:: Teks Sumber ::
========

Biografi Singkat Para Sahabat Rasulullah: Dhihya bin Khalifah Al-Kalabi radhiallahu anhu
Untuk
memperluas dakwah Islamiyah, Rasulullah SAW mengirim surat ke beberapa raja
Arab dan non-Arab. Di antara raja yang mendapat
seruan secara tulisan itu adalah Heraklius, Kaisar Romawi. Untuk mengemban amanat ini, beliau mengutus Dhihya bin Khalifah
Al-Kalabi. Setelah melakukan perjalanan cukup panjang
akhirnya Dhihya tiba di istana Raja Romawi.
Surat
Rasulullah langsung dibaca oleh salah seorang staf Heraklius. "Dari Muhammad utusan Allah, kepada Heraklius, Pembesar
Romawi ..." Mendengar bunyi awal surat itu,
keponakan pembesar Romawi langsung marah, lalu berseru, "Surat ini
tidak bisa dibaca sekarang!" "
kenapa?" tanya Kaisar. "Dia memulai dengan namanya dulu sebelum engkau. Kemudian dia
memanggilmu dengan pembesar Romawi, bukan Kaisar Romawi." "Tidak!" sambut Kaisar, "Biar
surat ini dibaca untuk diketahui isinya." Surat Nabi SAW itu terus dibacakan hingga selesai.
Setelah
semua pengiring Kaisar keluar dari majelisnya, Dhihya dipanggil untuk masuk.

========

:: Cuplikan Data ::

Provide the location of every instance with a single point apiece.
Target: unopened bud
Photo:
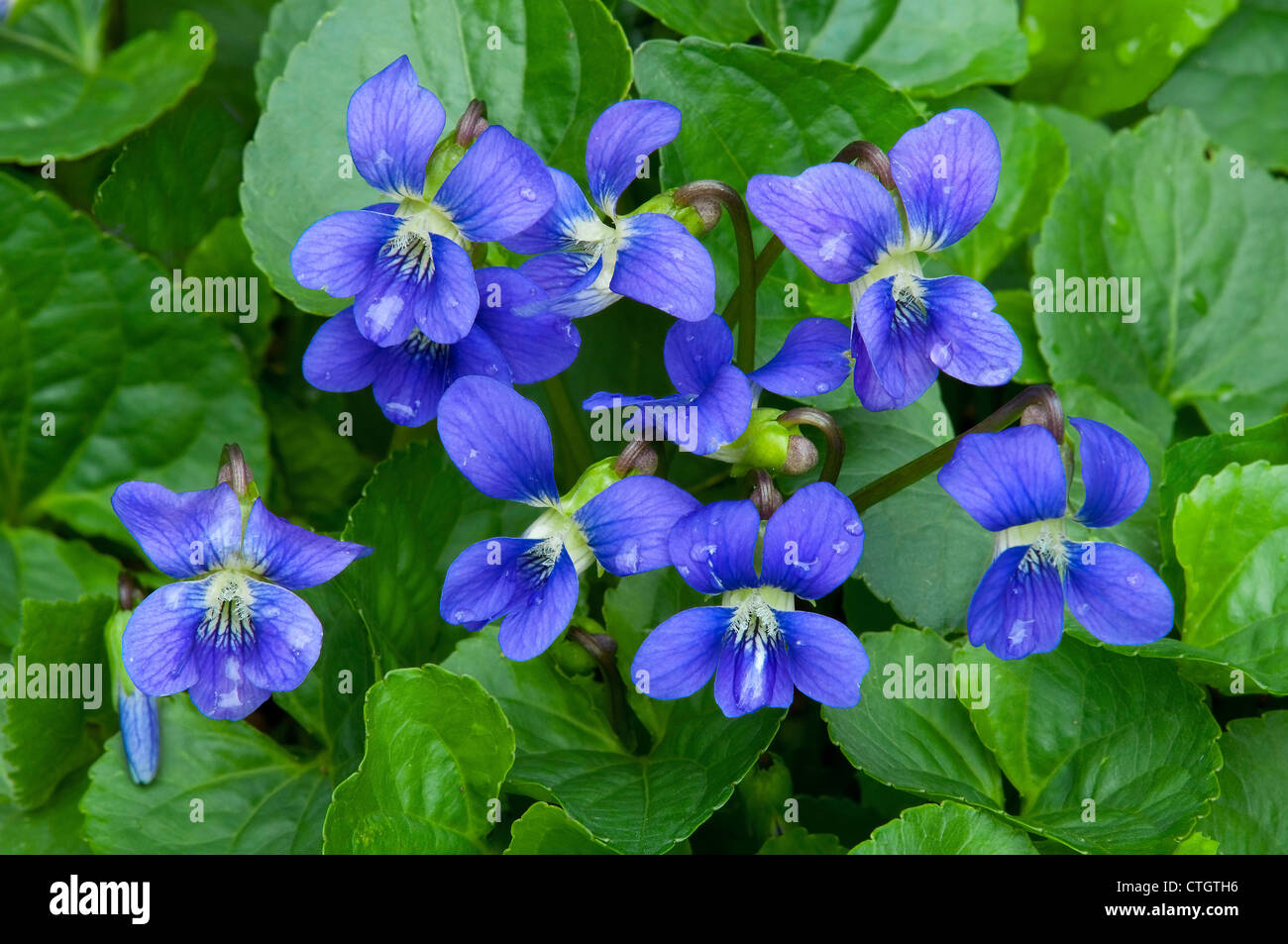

========

:: Instruksi Tugas 1 ::
Sebutkan semua tokoh yang disebut dengan nama dirinya dalam teks sumber tentang Dhihya bin Khalifah Al-Kalabi.
:: Instruksi Tugas 2 ::
Salin kata demi kata bagian teks sumber yang dimulai pada "Biografi Singkat Para" dan berakhir pada "istana Raja Romawi.".

:: Penyelesaian Lengkap 1 ::
- Muhammad (disebut juga Rasulullah SAW dan Nabi SAW)
- Heraklius (Kaisar Romawi)
- Dhihya bin Khalifah Al-Kalabi

:: Penyelesaian Lengkap 2 ::
Biografi Singkat Para Sahabat Rasulullah: Dhihya bin Khalifah Al-Kalabi radhiallahu anhu
Untuk
memperluas dakwah Islamiyah, Rasulullah SAW mengirim surat ke beberapa raja
Arab dan non-Arab. Di antara raja yang mendapat
seruan secara tulisan itu adalah Heraklius, Kaisar Romawi. Untuk mengemban amanat ini, beliau mengutus Dhihya bin Khalifah
Al-Kalabi. Setelah melakukan perjalanan cukup panjang
akhirnya Dhihya tiba di istana Raja Romawi.